• **Task directions**
Once the line with "Indicate each instance of the flask with teal" is found in the entries below, repeat it and each following line exactly, up to and including the line with "Indicate each instance of the white label". Add no other lines.

• **Input records**
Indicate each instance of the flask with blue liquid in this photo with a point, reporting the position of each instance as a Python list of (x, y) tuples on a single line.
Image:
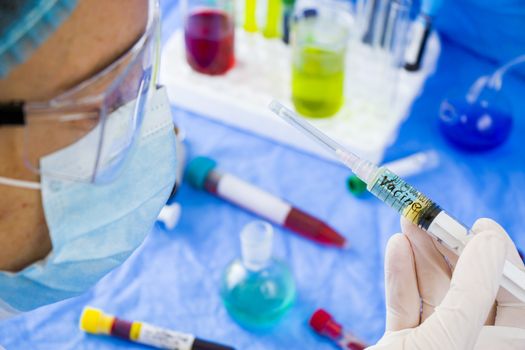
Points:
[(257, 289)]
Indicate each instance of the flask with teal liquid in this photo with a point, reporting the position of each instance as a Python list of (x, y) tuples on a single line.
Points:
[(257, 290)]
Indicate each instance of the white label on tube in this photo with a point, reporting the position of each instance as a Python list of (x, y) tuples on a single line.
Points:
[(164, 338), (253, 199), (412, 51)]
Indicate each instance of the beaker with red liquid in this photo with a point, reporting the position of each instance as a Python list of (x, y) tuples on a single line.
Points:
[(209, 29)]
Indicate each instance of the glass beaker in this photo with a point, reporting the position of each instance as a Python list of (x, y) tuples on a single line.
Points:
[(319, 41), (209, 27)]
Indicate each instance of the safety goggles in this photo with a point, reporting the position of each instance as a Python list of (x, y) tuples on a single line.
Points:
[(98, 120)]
---
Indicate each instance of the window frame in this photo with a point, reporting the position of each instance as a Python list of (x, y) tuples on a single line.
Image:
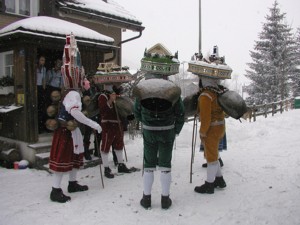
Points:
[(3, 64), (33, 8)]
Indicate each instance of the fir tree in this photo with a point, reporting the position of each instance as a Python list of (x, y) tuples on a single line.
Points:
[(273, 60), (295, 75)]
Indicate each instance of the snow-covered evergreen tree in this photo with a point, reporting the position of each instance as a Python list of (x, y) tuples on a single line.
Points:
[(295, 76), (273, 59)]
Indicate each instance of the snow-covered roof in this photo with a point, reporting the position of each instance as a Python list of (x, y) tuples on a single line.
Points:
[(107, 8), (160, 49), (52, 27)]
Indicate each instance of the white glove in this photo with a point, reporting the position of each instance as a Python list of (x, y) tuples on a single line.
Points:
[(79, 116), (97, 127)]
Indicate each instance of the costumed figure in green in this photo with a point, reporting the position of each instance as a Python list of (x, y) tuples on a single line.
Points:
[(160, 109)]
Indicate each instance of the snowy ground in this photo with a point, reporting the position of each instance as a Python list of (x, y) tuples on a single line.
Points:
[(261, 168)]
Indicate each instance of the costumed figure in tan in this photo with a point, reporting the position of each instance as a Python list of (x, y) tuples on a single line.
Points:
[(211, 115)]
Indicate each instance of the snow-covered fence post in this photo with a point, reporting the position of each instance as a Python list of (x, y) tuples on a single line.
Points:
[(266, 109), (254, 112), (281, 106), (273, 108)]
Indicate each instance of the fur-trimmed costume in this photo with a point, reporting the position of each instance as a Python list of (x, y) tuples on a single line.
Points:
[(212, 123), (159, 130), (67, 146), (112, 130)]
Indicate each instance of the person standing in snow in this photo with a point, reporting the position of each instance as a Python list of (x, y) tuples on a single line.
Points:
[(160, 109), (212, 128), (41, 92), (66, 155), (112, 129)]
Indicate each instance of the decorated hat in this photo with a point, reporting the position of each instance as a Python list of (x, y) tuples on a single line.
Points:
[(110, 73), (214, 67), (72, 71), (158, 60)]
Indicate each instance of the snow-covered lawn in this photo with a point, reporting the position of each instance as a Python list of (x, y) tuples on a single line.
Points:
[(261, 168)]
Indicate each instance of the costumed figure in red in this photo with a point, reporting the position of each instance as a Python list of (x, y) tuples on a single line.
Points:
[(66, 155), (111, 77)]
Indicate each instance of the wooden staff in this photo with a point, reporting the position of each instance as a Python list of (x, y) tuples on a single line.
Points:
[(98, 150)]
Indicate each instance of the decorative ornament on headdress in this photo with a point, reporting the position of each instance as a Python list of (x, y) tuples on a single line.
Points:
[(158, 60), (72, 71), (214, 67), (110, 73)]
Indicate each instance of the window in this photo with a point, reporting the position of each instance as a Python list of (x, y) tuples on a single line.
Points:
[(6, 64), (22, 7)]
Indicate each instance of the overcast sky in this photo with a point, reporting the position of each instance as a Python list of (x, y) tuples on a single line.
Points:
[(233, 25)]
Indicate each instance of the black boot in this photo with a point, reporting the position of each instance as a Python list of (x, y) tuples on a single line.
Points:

• **Finished exercise**
Indicate each instance of the flask with teal liquid in this photo with a point, reporting the position of each instance as a Python list of (x, y) tuples on a single line.
Points:
[(257, 290)]
Indicate each instance of the white label on tube in this photo with a point, reporting the position of each instance as a Python list of (x, y) tuples on a single line.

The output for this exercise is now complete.